▶ **CONSIGNE 1**:
Relevez chaque ligne des enregistrements contenant la chaîne "black", en respectant la casse.

▶ **EXTRAIT**:
━━━━

Ils habitaient une ville assez obscure de la Galilée, province éloignée de la capitale, et méprisée par les Judéens. Même les autres Galiléens avaient peu d’égards pour Nazareth : Vous vous rappelez la remarque de Nathanaël quand il a entendu où habitait Jésus : « A Nazareth ? Quelque chose de bon peut-il venir de Nazareth ? »

L’offrande qu’ils ont fait au temple, 40 jours après la naissance de Jésus, selon la loi du Lévitique, était celle des gens pauvres : quatre oiseaux au lieu de deux oiseaux et un agneau (2.24). Il est évident que ce couple pieux aurait donné plus s’ils avaient eu les moyens : mais ce n’était pas possible.

Les conditions de la naissance de Jésus étaient précaires à l’extrême : non seulement ils n’avaient pas d’hôpital moderne, ils n’étaient même pas entourés par la famille, et il est même possible que Marie a donné naissance à Jésus dans la rue, en plein air. Après sa naissance Jésus a été placé dans une mangeoire, sans doute à l’extérieur du bâtiment que beaucoup de nos versions ont appelé une « auberge » ou une « hôtellerie ». Mais le mot utilisé ici n’est pas celui que nous trouvons dans la parabole du Bon Samaritain, qui a donné de l’argent à un vrai aubergiste qui tenait une hôtellerie (pandoceion). Le mot ici (kataluma) est celui qui est utilisée pour « la chambre haute » de la Cène, et il désigne sans doute une salle commune, ou même un campement ou un abri où les voyageurs pouvaient passer la nuit. (traduit l’abri destiné aux voyageurs par la Bible en Français Courant, et la salle où logent les gens de passage par d’autres versions). Et même dans cette salle commune, assez sommaire, ou cet abri, il n’y avait pas de place pour ce couple et leur enfant qui allait naître, sans doute puisqu’ils craignaient de réveiller tout le monde. Jésus est donc né à l’extérieur de cette salle, soit en plein air, soit dans une caverne selon une tradition du IIe siècle qui est vraisemblable : très loin du confort moderne ! Mais il a plu à Dieu que son Fils entre ainsi dans le monde. Il a pris en tous points la condition humaine, la pauvreté, la souffrance, la précarité, dès le début de sa vie sur terre.

Et même Bethléhem n’était pas le centre du monde ! C’était le village de Ruth et Boaz, celui du roi David, c’est vrai, mais ce village n’avait rien en commun avec la ville de Jérusalem, à une dizaine de kilomètres de distance : à part ces illustres habitants du passé et le fait que le Messie devait y naître, c’était une commune agricole, « Beït lechem », maison du pain, appelé ainsi à cause de l’orge et du blé qui y poussaient, oublié même dans le dénombrement des villages de Juda au temps de Josué, tout comme le dit la prophétie de Michée : Et toi, Bethléhem Éphrata, toi qui es petite parmi les milliers de Juda, de toi sortira pour moi Celui qui dominera sur Israël et dont l’origine remonte au lointain passé, aux jours d’éternité. (Michée 5.1). Quand les mages ont cherché le roi des Juifs quelques mois plus tard, ils ne pensaient pas le trouver à Bethléhem, mais ils sont allés d’abord à Jérusalem, dans la cour du roi Hérode.

━━━━

▶ **ENREGISTREMENTS À TRAITER**:
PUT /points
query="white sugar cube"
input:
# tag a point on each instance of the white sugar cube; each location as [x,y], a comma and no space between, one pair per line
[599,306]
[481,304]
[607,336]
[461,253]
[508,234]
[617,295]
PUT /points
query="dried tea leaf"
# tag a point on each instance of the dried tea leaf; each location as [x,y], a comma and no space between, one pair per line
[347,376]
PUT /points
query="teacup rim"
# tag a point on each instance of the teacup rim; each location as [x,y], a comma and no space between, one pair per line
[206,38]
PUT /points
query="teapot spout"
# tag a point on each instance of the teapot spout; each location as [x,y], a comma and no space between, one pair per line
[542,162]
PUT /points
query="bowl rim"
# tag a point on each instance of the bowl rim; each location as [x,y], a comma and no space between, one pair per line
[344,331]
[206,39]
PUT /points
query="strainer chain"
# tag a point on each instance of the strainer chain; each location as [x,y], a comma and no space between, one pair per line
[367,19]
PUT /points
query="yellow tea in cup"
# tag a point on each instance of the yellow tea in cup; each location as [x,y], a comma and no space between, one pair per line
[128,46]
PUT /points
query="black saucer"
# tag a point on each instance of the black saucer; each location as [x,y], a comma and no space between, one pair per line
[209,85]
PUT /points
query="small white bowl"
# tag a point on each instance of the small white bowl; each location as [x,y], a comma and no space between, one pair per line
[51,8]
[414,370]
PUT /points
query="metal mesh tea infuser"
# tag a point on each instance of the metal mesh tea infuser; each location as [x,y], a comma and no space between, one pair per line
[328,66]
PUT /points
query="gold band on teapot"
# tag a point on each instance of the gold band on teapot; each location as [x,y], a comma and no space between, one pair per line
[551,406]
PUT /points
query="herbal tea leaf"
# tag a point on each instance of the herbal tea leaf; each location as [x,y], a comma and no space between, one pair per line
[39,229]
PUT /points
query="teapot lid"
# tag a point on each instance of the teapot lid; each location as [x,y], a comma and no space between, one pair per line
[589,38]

━━━━

▶ **CONSIGNE 2**:
Poursuivez le texte sur la naissance de Jésus dans la pauvreté à partir de sa dernière phrase.

▶ **RÉSULTAT 1**:
query="black saucer"
# tag a point on each instance of the black saucer; each location as [x,y], a comma and no space between, one pair per line

▶ **RÉSULTAT 2**:
Et il est clair que Jésus, né dans la pauvreté et la précarité, a vécu tel qu’il est né, d’abord à Nazareth, puis pendant son ministère sur la terre. A ceux qui voulaient le suivre, il disait : Les renards ont des tanières, et les oiseaux du ciel ont des nids ; mais le Fils de l’homme n’a pas où reposer sa tête. (Luc 9.58). Il avait un coeur pour les pauvres et les méprisés de ce monde, il était ému de compassion pour les foules, il passait du temps avec eux, pardonnait leurs péchés en leur disant de ne plus pécher, donnait une nouvelle espérance aux déshérités de la terre.

Tout au début de son ministère public, quand il a lu le passage biblique dans la synagogue de Nazareth, il déclarait que la prophétie d’Ésaïe était accomplie en Lui. Et ces mots ont pris une nouvelle signification : L’Esprit du Seigneur est sur moi, Parce qu’il m’a oint pour guérir ceux qui ont le coeur brisé ; pour annoncer la bonne nouvelle aux pauvres ; il m’a envoyé pour proclamer aux captifs la délivrance, et aux aveugles le recouvrement de la vue, pour renvoyer libres les opprimés, pour proclamer une année de grâce du Seigneur. (Luc 4.18-21) Et ce message d’espérance aux pauvres est toujours d’actualité aujourd’hui !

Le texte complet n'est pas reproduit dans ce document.